─── Data records

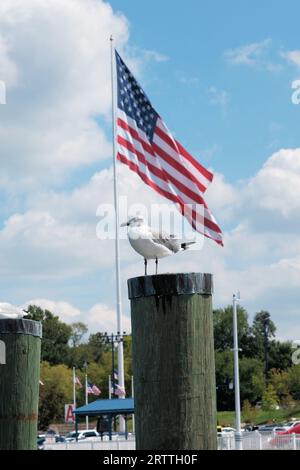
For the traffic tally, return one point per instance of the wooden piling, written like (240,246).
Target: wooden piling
(19,384)
(173,362)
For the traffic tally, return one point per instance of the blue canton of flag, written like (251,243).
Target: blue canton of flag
(134,101)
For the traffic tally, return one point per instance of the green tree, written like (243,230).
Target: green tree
(79,329)
(56,335)
(270,399)
(249,412)
(293,381)
(251,379)
(224,380)
(54,394)
(263,330)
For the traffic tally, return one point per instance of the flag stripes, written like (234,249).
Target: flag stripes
(143,159)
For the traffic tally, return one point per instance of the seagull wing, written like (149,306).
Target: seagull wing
(167,240)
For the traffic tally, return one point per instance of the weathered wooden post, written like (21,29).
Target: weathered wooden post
(173,362)
(19,383)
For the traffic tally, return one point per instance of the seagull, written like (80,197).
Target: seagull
(152,244)
(9,311)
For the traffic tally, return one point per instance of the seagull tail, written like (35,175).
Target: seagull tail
(186,245)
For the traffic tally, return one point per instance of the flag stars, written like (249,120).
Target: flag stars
(133,101)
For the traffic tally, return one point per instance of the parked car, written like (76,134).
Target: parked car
(279,441)
(290,425)
(87,435)
(228,430)
(268,428)
(40,443)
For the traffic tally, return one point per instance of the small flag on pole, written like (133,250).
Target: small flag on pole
(77,382)
(117,390)
(92,389)
(147,147)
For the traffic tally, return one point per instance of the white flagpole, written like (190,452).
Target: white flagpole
(238,435)
(109,387)
(132,395)
(117,241)
(74,388)
(86,401)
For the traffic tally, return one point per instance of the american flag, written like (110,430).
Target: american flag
(147,147)
(117,390)
(77,382)
(92,389)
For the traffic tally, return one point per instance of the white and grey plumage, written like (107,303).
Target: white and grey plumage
(152,244)
(9,311)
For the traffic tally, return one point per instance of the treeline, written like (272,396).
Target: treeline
(64,347)
(267,374)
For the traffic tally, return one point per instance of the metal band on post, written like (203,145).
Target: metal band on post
(173,361)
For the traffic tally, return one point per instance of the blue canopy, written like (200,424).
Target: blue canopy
(105,407)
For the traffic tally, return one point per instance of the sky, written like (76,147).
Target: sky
(221,75)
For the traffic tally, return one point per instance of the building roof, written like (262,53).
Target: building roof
(103,407)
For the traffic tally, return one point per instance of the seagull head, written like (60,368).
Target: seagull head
(134,222)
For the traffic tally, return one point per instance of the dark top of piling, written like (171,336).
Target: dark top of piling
(20,326)
(170,284)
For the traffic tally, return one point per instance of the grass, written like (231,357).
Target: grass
(227,418)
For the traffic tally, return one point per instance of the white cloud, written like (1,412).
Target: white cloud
(276,187)
(293,57)
(218,97)
(253,55)
(102,318)
(248,54)
(55,59)
(66,312)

──────

▶ [Given task]
Write out the entries above word for word. Do not include the pictures.

▶ [Task solution]
For the traffic tally, return one point per instance of the wooden piling, written like (240,246).
Target: wooden piling
(19,384)
(173,362)
For the traffic tally, return one point per instance of the blue canton of flag, written like (251,243).
Target: blue canton of flag
(134,101)
For the traffic tally, return one point per instance of the green tree, written like (243,230).
Target: green tree
(79,329)
(56,335)
(270,399)
(249,412)
(293,381)
(251,379)
(224,380)
(54,394)
(263,330)
For the traffic tally, return one point per instance of the flag stripes, written like (234,249).
Target: flag stripes
(143,159)
For the traffic tally, return one point per instance of the seagull wing, written like (149,306).
Target: seagull wing
(167,240)
For the traffic tally, return one point per instance of the weathered wooden post, written like (21,29).
Target: weathered wooden post
(173,362)
(19,383)
For the traffic tally, return one point per instance of the seagull, written like (80,197).
Target: seagull
(152,244)
(9,311)
For the traffic tally, return one point per instance of the seagull tail, written like (35,175).
Target: seagull tail
(186,245)
For the traffic tally, return one point per instance of the flag stars, written like (249,120).
Target: flag stars
(133,101)
For the traffic tally, return one point per instance of the parked car, written like (76,134).
Target: parked car
(279,441)
(290,425)
(87,435)
(228,430)
(268,428)
(40,443)
For the traffic tally, return one point per instance of the small flag on pole, written like (133,250).
Target: small flag on pole
(77,382)
(117,390)
(92,389)
(147,147)
For the traffic tally, return one point per instance of the white flagpole, written like (190,452).
Target: white flagpole
(238,435)
(109,387)
(132,395)
(117,241)
(74,388)
(86,401)
For the traffic tally, return one point per instance of the american flag, written like (110,430).
Target: american flag
(147,147)
(117,390)
(77,382)
(92,389)
For the traffic tally, return one point per instance of the white and grey plumage, written like (107,303).
Target: white and grey plumage
(152,244)
(9,311)
For the traffic tally, return one point per instance of the treeline, written like (272,396).
Target: treeline
(64,347)
(267,374)
For the traffic tally, return one point per instance of the metal band on post, written like (203,145).
Target: metal band on post
(173,361)
For the traffic tally, return one point per instance of the blue canopy, written like (200,424).
Target: blue canopy
(105,407)
For the traffic tally, return one point per instance of the sky, written like (76,147).
Target: sky
(221,75)
For the traffic tally, return one point per instance of the building roof, written like (262,53).
Target: building roof
(103,407)
For the traffic tally, return one point per instance of the seagull head, written like (60,368).
Target: seagull head
(134,222)
For the traffic tally, return one point per instance of the dark top of piling, written like (171,336).
Target: dark top of piling
(20,326)
(170,284)
For the traffic tally, return one point per instance of the grass, written like (231,357).
Target: grass
(227,418)
For the traffic tally, return one point per instance of the white cloud, written like (1,412).
Target: white cloud
(276,187)
(293,57)
(218,97)
(253,55)
(102,318)
(248,54)
(55,59)
(66,312)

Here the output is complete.